#### TEXTE À LIRE
Un chèque de 5,2 milliards de dollars. Voilà ce que s’apprête à signer le laboratoire pharmaceutique irlandais Shire pour acquérir la biotech américaine NPS Pharmaceuticals. Inconnu du grand public, ce laboratoire est spécialisé dans les maladies rares.
Contre toute attente, cette niche est devenue l’une des plus lucratives du secteur pharmaceutique. Décryptage de Nadège Penhaleux, directrice de mission chez Alcimed, société de conseil en innovation et développement de nouveaux marchés.
Pourquoi les laboratoires pharmaceutiques s’intéressent-ils aux maladies rares ?

#### LISTE DES CONSIGNES
A. Selon le texte sur le rachat de NPS Pharmaceuticals, quel est le montant du chèque que Shire s'apprête à signer ?
B. Poursuivez le texte sur le rachat de NPS Pharmaceuticals après sa dernière phrase.
Les entrées qui suivent ne sont pas nécessaires.

#### ENTRÉES RÉPERTORIÉES
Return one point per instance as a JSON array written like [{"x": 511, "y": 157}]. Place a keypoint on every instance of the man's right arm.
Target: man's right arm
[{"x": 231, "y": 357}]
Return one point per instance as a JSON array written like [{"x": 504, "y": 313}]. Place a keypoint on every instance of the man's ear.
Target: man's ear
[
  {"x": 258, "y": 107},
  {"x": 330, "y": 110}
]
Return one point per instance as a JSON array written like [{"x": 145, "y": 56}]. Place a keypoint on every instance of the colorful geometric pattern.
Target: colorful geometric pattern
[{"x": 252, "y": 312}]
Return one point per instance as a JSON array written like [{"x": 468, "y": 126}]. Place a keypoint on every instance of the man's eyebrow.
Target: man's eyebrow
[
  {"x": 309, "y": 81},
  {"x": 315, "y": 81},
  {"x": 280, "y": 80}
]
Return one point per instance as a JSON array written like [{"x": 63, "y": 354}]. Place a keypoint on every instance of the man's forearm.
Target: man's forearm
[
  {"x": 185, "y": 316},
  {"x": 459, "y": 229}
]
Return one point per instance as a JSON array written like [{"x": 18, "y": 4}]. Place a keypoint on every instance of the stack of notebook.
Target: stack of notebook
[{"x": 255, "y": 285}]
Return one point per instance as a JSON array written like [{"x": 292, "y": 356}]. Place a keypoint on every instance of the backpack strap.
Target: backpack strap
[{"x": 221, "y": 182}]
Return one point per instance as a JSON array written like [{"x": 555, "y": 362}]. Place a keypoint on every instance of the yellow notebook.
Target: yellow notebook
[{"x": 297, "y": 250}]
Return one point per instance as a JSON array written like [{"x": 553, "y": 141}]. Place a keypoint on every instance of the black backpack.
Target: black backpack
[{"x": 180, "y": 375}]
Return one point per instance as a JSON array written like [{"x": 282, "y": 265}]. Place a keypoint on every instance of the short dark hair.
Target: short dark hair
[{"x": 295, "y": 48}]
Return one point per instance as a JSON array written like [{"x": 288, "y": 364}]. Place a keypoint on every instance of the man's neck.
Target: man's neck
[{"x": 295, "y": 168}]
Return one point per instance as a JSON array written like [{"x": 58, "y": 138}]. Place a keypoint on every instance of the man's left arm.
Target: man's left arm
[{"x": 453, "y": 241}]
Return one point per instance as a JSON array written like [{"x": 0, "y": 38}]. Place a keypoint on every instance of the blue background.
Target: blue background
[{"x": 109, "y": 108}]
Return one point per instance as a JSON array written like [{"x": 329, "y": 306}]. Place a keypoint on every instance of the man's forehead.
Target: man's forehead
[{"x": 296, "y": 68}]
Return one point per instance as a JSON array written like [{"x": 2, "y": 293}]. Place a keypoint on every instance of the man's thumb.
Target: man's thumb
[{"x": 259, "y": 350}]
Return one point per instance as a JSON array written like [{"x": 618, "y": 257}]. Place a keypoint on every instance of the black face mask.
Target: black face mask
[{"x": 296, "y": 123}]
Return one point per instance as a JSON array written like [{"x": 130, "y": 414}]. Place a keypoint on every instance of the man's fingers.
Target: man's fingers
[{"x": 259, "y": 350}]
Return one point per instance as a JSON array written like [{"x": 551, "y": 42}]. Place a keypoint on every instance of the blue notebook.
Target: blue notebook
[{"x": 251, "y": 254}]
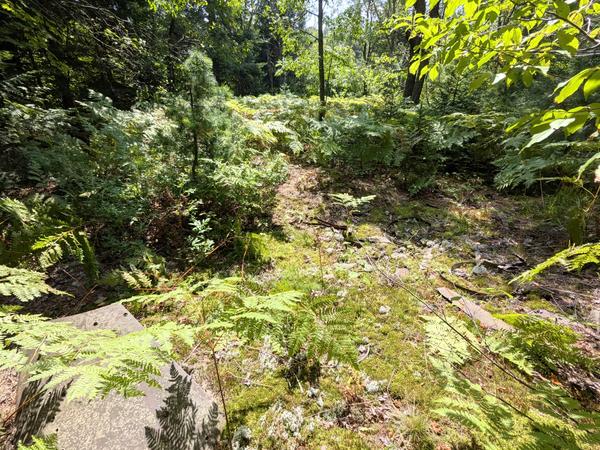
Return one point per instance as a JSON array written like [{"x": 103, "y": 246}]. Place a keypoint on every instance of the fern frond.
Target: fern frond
[
  {"x": 17, "y": 211},
  {"x": 45, "y": 443},
  {"x": 23, "y": 284},
  {"x": 447, "y": 345},
  {"x": 572, "y": 258},
  {"x": 71, "y": 242},
  {"x": 94, "y": 362}
]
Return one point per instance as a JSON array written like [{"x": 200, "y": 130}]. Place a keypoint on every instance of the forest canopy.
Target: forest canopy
[{"x": 362, "y": 223}]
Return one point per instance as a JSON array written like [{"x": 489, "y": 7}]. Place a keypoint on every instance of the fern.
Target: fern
[
  {"x": 92, "y": 363},
  {"x": 251, "y": 317},
  {"x": 445, "y": 343},
  {"x": 23, "y": 284},
  {"x": 70, "y": 242},
  {"x": 46, "y": 443},
  {"x": 572, "y": 258},
  {"x": 16, "y": 211},
  {"x": 350, "y": 202},
  {"x": 319, "y": 329},
  {"x": 36, "y": 232},
  {"x": 555, "y": 421},
  {"x": 500, "y": 344}
]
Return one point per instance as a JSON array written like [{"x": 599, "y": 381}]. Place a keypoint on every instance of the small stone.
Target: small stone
[
  {"x": 242, "y": 437},
  {"x": 594, "y": 316},
  {"x": 402, "y": 272},
  {"x": 372, "y": 386},
  {"x": 384, "y": 309},
  {"x": 479, "y": 270},
  {"x": 312, "y": 392}
]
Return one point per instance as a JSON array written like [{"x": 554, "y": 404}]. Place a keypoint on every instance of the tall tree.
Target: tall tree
[
  {"x": 414, "y": 40},
  {"x": 321, "y": 61}
]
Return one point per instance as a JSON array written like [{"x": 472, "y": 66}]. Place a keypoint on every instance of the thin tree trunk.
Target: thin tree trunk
[
  {"x": 413, "y": 43},
  {"x": 171, "y": 56},
  {"x": 321, "y": 63},
  {"x": 196, "y": 149},
  {"x": 420, "y": 80}
]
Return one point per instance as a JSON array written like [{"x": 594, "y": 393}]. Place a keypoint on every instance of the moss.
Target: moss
[
  {"x": 366, "y": 230},
  {"x": 338, "y": 439},
  {"x": 534, "y": 302},
  {"x": 377, "y": 215},
  {"x": 247, "y": 403}
]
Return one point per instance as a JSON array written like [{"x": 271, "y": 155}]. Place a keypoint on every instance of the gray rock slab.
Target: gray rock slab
[{"x": 181, "y": 415}]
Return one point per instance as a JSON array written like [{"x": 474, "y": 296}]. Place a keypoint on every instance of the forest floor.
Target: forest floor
[
  {"x": 385, "y": 264},
  {"x": 465, "y": 237}
]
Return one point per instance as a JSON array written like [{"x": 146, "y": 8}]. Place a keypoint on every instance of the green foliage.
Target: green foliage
[
  {"x": 92, "y": 363},
  {"x": 447, "y": 344},
  {"x": 572, "y": 258},
  {"x": 40, "y": 444},
  {"x": 40, "y": 232},
  {"x": 553, "y": 420},
  {"x": 24, "y": 284},
  {"x": 546, "y": 345},
  {"x": 319, "y": 329},
  {"x": 351, "y": 203}
]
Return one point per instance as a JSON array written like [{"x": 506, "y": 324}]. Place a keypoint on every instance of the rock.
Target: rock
[
  {"x": 312, "y": 392},
  {"x": 116, "y": 422},
  {"x": 242, "y": 438},
  {"x": 479, "y": 269},
  {"x": 485, "y": 319},
  {"x": 474, "y": 311},
  {"x": 594, "y": 316},
  {"x": 448, "y": 294},
  {"x": 372, "y": 386},
  {"x": 384, "y": 309},
  {"x": 342, "y": 293},
  {"x": 401, "y": 272}
]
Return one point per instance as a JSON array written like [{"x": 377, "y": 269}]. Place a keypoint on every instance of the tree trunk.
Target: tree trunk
[
  {"x": 420, "y": 80},
  {"x": 171, "y": 56},
  {"x": 413, "y": 43},
  {"x": 321, "y": 63},
  {"x": 195, "y": 149}
]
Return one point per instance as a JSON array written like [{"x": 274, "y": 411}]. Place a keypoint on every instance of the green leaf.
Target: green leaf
[
  {"x": 570, "y": 86},
  {"x": 434, "y": 73},
  {"x": 479, "y": 80},
  {"x": 592, "y": 84}
]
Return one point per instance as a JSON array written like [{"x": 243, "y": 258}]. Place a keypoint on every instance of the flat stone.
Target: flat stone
[
  {"x": 181, "y": 415},
  {"x": 448, "y": 294},
  {"x": 485, "y": 319},
  {"x": 474, "y": 311}
]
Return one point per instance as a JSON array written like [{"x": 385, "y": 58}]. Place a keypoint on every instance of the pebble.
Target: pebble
[
  {"x": 479, "y": 270},
  {"x": 384, "y": 309}
]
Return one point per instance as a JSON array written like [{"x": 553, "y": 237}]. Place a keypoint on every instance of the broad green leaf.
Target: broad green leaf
[
  {"x": 592, "y": 83},
  {"x": 539, "y": 137},
  {"x": 477, "y": 82},
  {"x": 499, "y": 77},
  {"x": 571, "y": 85},
  {"x": 434, "y": 73}
]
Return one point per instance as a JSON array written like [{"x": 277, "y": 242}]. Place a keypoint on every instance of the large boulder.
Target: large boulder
[{"x": 179, "y": 416}]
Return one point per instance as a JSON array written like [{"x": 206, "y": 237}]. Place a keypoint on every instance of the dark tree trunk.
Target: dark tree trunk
[
  {"x": 413, "y": 43},
  {"x": 420, "y": 80},
  {"x": 171, "y": 56},
  {"x": 195, "y": 149},
  {"x": 321, "y": 63}
]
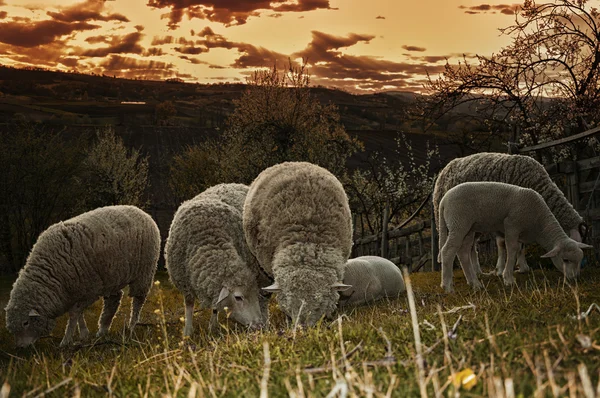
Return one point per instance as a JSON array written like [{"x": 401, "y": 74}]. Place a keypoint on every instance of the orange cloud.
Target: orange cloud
[
  {"x": 507, "y": 9},
  {"x": 231, "y": 12},
  {"x": 31, "y": 34},
  {"x": 414, "y": 48}
]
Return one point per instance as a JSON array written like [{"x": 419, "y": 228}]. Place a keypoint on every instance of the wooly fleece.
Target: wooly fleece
[
  {"x": 520, "y": 214},
  {"x": 74, "y": 262},
  {"x": 298, "y": 224},
  {"x": 372, "y": 278},
  {"x": 520, "y": 170},
  {"x": 208, "y": 259}
]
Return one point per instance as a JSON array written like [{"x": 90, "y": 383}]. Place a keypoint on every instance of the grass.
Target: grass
[{"x": 525, "y": 341}]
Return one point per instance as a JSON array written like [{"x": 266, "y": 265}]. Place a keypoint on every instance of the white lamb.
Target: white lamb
[
  {"x": 372, "y": 278},
  {"x": 520, "y": 214}
]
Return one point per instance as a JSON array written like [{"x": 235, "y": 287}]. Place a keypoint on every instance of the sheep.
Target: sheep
[
  {"x": 74, "y": 262},
  {"x": 298, "y": 224},
  {"x": 208, "y": 259},
  {"x": 519, "y": 214},
  {"x": 518, "y": 170},
  {"x": 372, "y": 278}
]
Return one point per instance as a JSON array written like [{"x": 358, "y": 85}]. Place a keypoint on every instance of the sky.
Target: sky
[{"x": 361, "y": 46}]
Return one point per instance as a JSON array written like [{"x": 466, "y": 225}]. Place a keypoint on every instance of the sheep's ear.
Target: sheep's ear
[
  {"x": 223, "y": 295},
  {"x": 340, "y": 287},
  {"x": 274, "y": 288},
  {"x": 584, "y": 246},
  {"x": 551, "y": 253},
  {"x": 34, "y": 313}
]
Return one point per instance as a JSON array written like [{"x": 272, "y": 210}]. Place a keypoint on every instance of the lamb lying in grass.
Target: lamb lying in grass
[
  {"x": 372, "y": 278},
  {"x": 520, "y": 214}
]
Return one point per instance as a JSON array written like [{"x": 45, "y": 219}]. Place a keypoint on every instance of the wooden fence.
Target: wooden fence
[{"x": 415, "y": 245}]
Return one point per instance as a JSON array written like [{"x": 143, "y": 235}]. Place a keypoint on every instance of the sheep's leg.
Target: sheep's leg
[
  {"x": 188, "y": 329},
  {"x": 213, "y": 324},
  {"x": 512, "y": 249},
  {"x": 522, "y": 260},
  {"x": 111, "y": 304},
  {"x": 136, "y": 308},
  {"x": 448, "y": 252},
  {"x": 84, "y": 332},
  {"x": 475, "y": 258},
  {"x": 464, "y": 255},
  {"x": 71, "y": 325},
  {"x": 501, "y": 263}
]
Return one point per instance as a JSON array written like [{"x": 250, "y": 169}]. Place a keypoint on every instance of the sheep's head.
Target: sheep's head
[
  {"x": 566, "y": 256},
  {"x": 306, "y": 295},
  {"x": 243, "y": 304},
  {"x": 27, "y": 325}
]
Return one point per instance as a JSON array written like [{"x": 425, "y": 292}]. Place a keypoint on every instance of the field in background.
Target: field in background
[{"x": 526, "y": 339}]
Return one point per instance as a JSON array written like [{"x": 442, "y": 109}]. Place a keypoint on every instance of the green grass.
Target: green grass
[{"x": 525, "y": 336}]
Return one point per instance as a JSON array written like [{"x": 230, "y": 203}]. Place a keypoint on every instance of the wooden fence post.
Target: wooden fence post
[{"x": 385, "y": 244}]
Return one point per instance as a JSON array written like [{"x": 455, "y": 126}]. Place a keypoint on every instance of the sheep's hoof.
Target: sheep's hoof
[
  {"x": 101, "y": 332},
  {"x": 84, "y": 335},
  {"x": 448, "y": 288}
]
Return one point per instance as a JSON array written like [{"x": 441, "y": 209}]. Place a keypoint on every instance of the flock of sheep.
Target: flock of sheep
[{"x": 290, "y": 234}]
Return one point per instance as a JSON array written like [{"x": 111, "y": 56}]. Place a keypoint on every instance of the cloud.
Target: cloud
[
  {"x": 135, "y": 68},
  {"x": 330, "y": 66},
  {"x": 90, "y": 10},
  {"x": 41, "y": 32},
  {"x": 507, "y": 9},
  {"x": 232, "y": 12},
  {"x": 191, "y": 50},
  {"x": 128, "y": 44},
  {"x": 414, "y": 48},
  {"x": 159, "y": 41}
]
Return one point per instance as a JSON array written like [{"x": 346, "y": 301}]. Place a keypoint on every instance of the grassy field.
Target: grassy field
[{"x": 525, "y": 341}]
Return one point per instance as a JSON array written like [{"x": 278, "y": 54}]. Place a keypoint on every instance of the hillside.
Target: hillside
[{"x": 97, "y": 100}]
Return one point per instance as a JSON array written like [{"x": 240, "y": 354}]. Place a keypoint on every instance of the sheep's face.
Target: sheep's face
[
  {"x": 567, "y": 257},
  {"x": 243, "y": 304},
  {"x": 27, "y": 326},
  {"x": 307, "y": 298}
]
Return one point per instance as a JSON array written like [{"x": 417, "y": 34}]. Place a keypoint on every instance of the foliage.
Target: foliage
[
  {"x": 38, "y": 186},
  {"x": 194, "y": 170},
  {"x": 113, "y": 174},
  {"x": 277, "y": 119},
  {"x": 394, "y": 182},
  {"x": 545, "y": 83},
  {"x": 525, "y": 339}
]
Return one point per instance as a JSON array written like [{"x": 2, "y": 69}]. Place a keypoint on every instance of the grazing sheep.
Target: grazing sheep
[
  {"x": 372, "y": 278},
  {"x": 74, "y": 262},
  {"x": 518, "y": 170},
  {"x": 208, "y": 259},
  {"x": 298, "y": 224},
  {"x": 519, "y": 214}
]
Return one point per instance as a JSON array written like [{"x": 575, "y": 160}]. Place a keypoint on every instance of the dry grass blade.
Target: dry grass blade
[
  {"x": 55, "y": 387},
  {"x": 416, "y": 334},
  {"x": 264, "y": 382},
  {"x": 586, "y": 382}
]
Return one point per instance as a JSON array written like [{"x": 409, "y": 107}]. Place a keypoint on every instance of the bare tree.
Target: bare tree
[{"x": 544, "y": 84}]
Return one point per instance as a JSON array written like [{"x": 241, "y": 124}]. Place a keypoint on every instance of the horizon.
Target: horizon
[{"x": 361, "y": 47}]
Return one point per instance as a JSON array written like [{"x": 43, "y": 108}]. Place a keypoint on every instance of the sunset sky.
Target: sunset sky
[{"x": 358, "y": 45}]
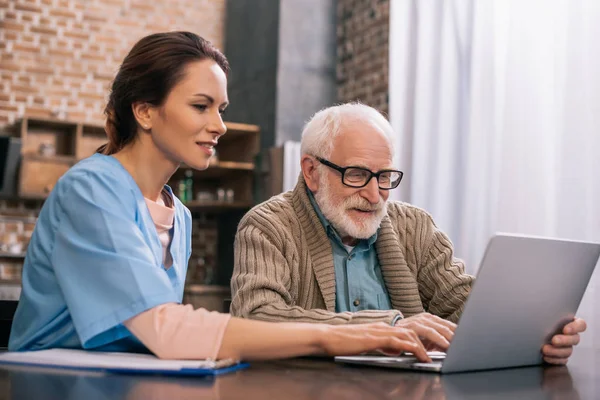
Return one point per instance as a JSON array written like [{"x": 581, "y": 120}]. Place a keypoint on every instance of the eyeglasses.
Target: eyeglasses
[{"x": 358, "y": 177}]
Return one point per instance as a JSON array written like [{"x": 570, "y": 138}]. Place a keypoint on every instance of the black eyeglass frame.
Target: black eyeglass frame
[{"x": 343, "y": 170}]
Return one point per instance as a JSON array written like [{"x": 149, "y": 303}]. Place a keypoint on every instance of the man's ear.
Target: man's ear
[
  {"x": 309, "y": 172},
  {"x": 143, "y": 114}
]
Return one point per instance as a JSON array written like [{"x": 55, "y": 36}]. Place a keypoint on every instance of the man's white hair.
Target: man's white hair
[{"x": 320, "y": 131}]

#### LISTE DES RÉPONSES
A. 5,2 milliards de dollars.

B.
Grâce aux mécanismes incitatifs mis en place aux États-Unis comme en Europe, c’est devenu un marché très lucratif. Un médicament ayant obtenu la désignation orpheline bénéficie d’un accès plus rapide au marché et d’une exclusivité de 10 ans (7 ans Outre-Atlantique). Cette sanctuarisation permet aux laboratoires de rentabiliser leur investissement avant l’arrivée de médicaments concurrents.
L’autre élément déterminant est le prix généralement élevé accordé à ces traitements : jusqu’à plusieurs centaines de milliers d’euros par an et par patient pour des médicaments comme Soliris (Alexion), des thérapies de remplacement enzymatique comme Fabrazyme (Sanofi), Replagal (Shire) ou encore Kalydeco (Vertex Pharmaceuticals).
Enfin, les recherches sur les maladies « rares » – qui touchent moins d’une personne sur 2 000 selon la définition européenne, ou moins de 200 000 patients aux États-Unis – peuvent aussi être très précieuses pour développer des traitements pour des maladies bien plus courantes.
En 2014, l’Agence européenne a donné son feu vert à un nombre record de médicaments orphelins, qui représentaient 17 des 82 autorisations de mise sur le marché. Cette tendance va-t-elle se poursuivre ?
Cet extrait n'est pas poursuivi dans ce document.